> TASK PROMPT: Lay out every line of the items below as a JSON list of strings, one string per line, with blank lines omitted.

* Begin *

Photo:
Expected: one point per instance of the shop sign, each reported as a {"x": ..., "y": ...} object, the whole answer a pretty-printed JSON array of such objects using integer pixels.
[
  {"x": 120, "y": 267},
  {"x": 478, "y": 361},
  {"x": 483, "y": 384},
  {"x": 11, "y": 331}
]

* End *

> OUTPUT:
[
  "Photo:",
  "Expected: one point per instance of the shop sign, each reported as a {\"x\": ..., \"y\": ...} object, the whole answer a pretty-printed JSON array of such objects using integer pixels.",
  "[",
  "  {\"x\": 120, \"y\": 267},",
  "  {\"x\": 478, \"y\": 361},",
  "  {\"x\": 483, \"y\": 384},",
  "  {\"x\": 11, \"y\": 331}",
  "]"
]